**Given problem:** Give an exact transcription of every line, dropping the images.

**Records for processing:**
= = = =

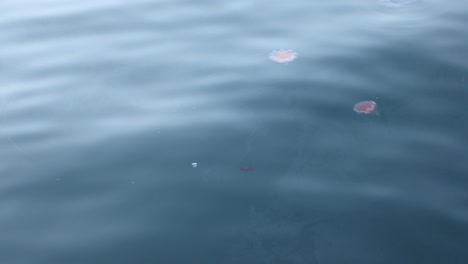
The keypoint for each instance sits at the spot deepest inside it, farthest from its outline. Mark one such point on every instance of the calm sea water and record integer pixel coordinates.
(105, 105)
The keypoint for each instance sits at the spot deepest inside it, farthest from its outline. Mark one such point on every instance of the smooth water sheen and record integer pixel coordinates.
(105, 105)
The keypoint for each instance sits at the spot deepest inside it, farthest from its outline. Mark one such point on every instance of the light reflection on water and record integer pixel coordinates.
(105, 106)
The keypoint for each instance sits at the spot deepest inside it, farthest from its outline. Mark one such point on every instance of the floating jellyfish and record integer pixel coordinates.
(282, 56)
(247, 169)
(397, 3)
(366, 107)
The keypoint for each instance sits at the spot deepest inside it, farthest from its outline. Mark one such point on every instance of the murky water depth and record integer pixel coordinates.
(105, 105)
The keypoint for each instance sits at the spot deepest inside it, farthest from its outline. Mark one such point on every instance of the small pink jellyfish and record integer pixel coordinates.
(282, 56)
(366, 107)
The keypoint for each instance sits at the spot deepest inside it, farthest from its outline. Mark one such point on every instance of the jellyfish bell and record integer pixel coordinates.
(397, 3)
(282, 56)
(366, 107)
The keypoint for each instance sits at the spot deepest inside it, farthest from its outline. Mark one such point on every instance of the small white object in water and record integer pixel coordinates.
(283, 56)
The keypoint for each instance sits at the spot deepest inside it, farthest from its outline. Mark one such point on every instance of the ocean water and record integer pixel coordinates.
(105, 105)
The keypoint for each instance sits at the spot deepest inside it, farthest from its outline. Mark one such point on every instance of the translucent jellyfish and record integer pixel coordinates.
(397, 3)
(365, 107)
(282, 56)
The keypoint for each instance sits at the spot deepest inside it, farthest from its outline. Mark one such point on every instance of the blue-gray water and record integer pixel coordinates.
(105, 105)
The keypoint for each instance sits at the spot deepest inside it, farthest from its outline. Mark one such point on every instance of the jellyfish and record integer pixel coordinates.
(282, 56)
(366, 107)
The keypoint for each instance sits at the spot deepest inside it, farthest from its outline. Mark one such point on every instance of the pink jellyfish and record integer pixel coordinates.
(366, 107)
(282, 56)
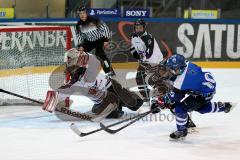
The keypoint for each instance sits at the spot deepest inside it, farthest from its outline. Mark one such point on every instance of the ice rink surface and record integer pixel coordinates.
(28, 133)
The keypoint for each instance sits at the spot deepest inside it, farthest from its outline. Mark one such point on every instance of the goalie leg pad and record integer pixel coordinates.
(111, 98)
(129, 99)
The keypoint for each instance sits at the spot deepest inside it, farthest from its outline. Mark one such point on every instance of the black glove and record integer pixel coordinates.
(155, 108)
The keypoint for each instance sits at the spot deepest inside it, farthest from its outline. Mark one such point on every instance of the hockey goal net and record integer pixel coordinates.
(28, 56)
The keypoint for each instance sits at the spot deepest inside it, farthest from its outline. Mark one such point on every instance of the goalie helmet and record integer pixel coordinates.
(71, 57)
(82, 8)
(139, 22)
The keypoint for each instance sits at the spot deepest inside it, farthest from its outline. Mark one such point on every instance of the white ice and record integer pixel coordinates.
(28, 133)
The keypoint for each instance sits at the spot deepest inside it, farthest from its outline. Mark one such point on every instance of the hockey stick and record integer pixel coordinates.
(106, 128)
(20, 96)
(82, 134)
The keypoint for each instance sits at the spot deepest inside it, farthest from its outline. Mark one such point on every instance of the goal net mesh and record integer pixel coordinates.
(28, 56)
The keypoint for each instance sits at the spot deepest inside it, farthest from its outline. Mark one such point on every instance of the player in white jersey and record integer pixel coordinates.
(146, 49)
(87, 80)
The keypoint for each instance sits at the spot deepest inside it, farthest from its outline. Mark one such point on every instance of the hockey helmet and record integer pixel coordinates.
(71, 57)
(140, 22)
(176, 62)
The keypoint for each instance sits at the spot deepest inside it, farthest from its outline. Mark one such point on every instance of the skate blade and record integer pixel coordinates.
(233, 106)
(192, 130)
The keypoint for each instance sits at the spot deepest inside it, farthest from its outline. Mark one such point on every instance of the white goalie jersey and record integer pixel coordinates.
(146, 49)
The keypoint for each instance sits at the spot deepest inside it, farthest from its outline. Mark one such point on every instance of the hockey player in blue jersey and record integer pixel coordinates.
(193, 90)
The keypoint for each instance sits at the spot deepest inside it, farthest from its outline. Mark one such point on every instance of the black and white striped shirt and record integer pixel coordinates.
(92, 30)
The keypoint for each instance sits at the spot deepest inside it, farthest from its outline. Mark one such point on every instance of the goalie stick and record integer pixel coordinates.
(75, 129)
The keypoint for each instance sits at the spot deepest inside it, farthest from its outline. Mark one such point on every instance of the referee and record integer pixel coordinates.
(93, 33)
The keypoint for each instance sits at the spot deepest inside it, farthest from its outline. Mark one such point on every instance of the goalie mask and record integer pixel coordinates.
(139, 27)
(71, 57)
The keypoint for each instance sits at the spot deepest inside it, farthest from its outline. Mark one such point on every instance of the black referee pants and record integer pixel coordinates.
(98, 45)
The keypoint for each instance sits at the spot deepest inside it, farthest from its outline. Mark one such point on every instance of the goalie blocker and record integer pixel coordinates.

= = = =

**Task answer:**
The keypoint for each instance sits at the spot deepest inside it, farthest from its outline. Mark one such point on every instance of the calm sea water and record integer pixel coordinates.
(105, 105)
The keypoint for each instance sits at the spot deepest inside it, farthest from its outline. Mark one such point on every instance of the smooth water sheen and record integer pixel coordinates.
(105, 105)
The keypoint for each instance sits at the spot deepest inside it, farthest from its outline. Mark one such point on every instance of the light reflection on water and record integer pixel coordinates.
(105, 106)
The keypoint for each instance sits at the spot deepest inside it, farthest from its outline. Mark one such point on every instance of the floating jellyfish and record integer pixel coordinates.
(282, 56)
(247, 169)
(397, 3)
(366, 107)
The keypoint for each instance sits at the spot deepest inside it, farthest from its outline. Mark one such point on every instance of the murky water depth and record integer pixel coordinates.
(105, 105)
The keypoint for each instance sits at the spot deepest inside it, farthest from its outline. Mark one such point on every instance of the small pink jellyfish and record integer pixel coordinates.
(282, 56)
(366, 107)
The keypoint for each instance sits at the spot deepest inside it, farthest from its outline. Mark one such point on every instance of the jellyfish bell and record integer pixel coordinates.
(397, 3)
(282, 56)
(366, 107)
The keypoint for each instance sits at the spot deepest inside it, farthest from its outline. Mark one such point on every instance of the small white object in water and record integer pixel coordinates.
(283, 56)
The keypoint for each instance sits at the spot deepest inside it, farthest from its outline. Mark one such point on every instance of the ocean water and record integer pixel coordinates.
(105, 105)
The keypoint for each instance sits at the spot deepest inside it, farthest from its outline. Mark one such point on every instance of the translucent jellyfish and record integer pixel coordinates.
(397, 3)
(365, 107)
(282, 56)
The keypoint for each instance sits at the spot deepest inside it, farthest from its outline. Mark one such point on every instance of the blue-gray water and record integer pixel coordinates.
(105, 105)
The keypoint for each instance sits at the spot deepest inside it, farthest from its outline. Mark one such point on every instance of the jellyfish and record integer pixel coordinates.
(282, 56)
(366, 107)
The keypoint for each instance sits at the spot deepest inside it, farthest from its outline. Mark one such point on every instance of the pink jellyfish and record integer pixel coordinates.
(366, 107)
(282, 56)
The keypoint for each instance sits at the spot deepest inside it, farthest from its outline. Mark one such point on every instance of the ice rink surface and record integer pixel coordinates.
(28, 133)
The keypoint for each instance sits at the spot deepest inside it, farthest from its outline. Mark one such point on every instance of the goalie leg pad and record integer pixel coordinates.
(111, 98)
(129, 99)
The keypoint for each instance sits at the spot deepest inside it, farthest from its outline. Mark one such point on every instance of the black glove and record integer pixel coordinates.
(155, 108)
The keypoint for each instance sits at the spot deepest inside it, farthest from its outline. Mark one such point on every instance of the hockey goal net and record integer pixel coordinates.
(28, 56)
The keypoint for each instance sits at the spot deepest inside it, farthest from its outline. Mark one such point on every instance of the goalie helmet and record integer pixel coordinates.
(71, 57)
(82, 8)
(139, 22)
The keypoint for each instance sits at the spot deepest inside it, farthest from its outline. Mark one such point on every instance of the white ice and record integer pixel coordinates.
(28, 133)
The keypoint for each instance sits at the spot deepest inside it, farthest from its outline. Mark one such point on every instance of the hockey stick and record integer pixel coordinates.
(106, 128)
(20, 96)
(82, 134)
The keypoint for each instance sits at the spot deepest inside it, farthest from its outline. Mark one such point on every instance of the goal net mesh and record integer pixel coordinates.
(28, 56)
The keypoint for each instance sits at the spot deepest inside it, farthest from its outline. Mark one such point on every instance of the player in white jersey and record integer pixel coordinates.
(146, 49)
(87, 80)
The keypoint for each instance sits at the spot deepest inside it, farthest from its outline. Mark one such point on every instance of the hockey helmet and record integer pixel coordinates.
(71, 57)
(140, 22)
(176, 62)
The keypoint for each instance sits at the spot deepest inside it, farthest from its outline. Mark one such point on every instance of the skate blade and record integer pixel coordinates.
(233, 106)
(192, 130)
The keypoint for each instance sits at the spot deepest inside it, farthest from its outline. Mark one such point on every instance of the white goalie jersey and record integer pixel coordinates.
(146, 49)
The keypoint for each instance sits at the spot deepest inside it, farthest from its outline. Mark one such point on every instance of the hockey player in blue jersey and record integer pixel coordinates.
(193, 90)
The keypoint for each instance sits at the spot deepest inside it, farthest from its outline. Mark one such point on every instance of the black and white striped shirt and record integer pixel coordinates.
(92, 30)
The keypoint for each instance sits at the spot deepest inside it, farthest from its outline. Mark one such point on every instance of the goalie stick and record integer pixel coordinates.
(75, 129)
The keypoint for each instance sits at the spot deepest inside it, farthest from its outline. Mark one such point on every instance of the referee and record integer pixel coordinates.
(93, 33)
The keypoint for each instance sits at the spot deepest inside it, farthest from its outline. Mark one such point on every instance of the goalie mask and record integer pixel coordinates.
(139, 27)
(71, 57)
The keypoint for each instance sits at the spot deepest inside it, farthest from its outline. Mark one such point on every instance of the black referee pants and record integer pixel coordinates.
(98, 45)
The keypoint for each instance sits at the spot deepest inside it, farthest from its outline. Mark one such point on every instance of the goalie blocker and record integer pixel coordinates.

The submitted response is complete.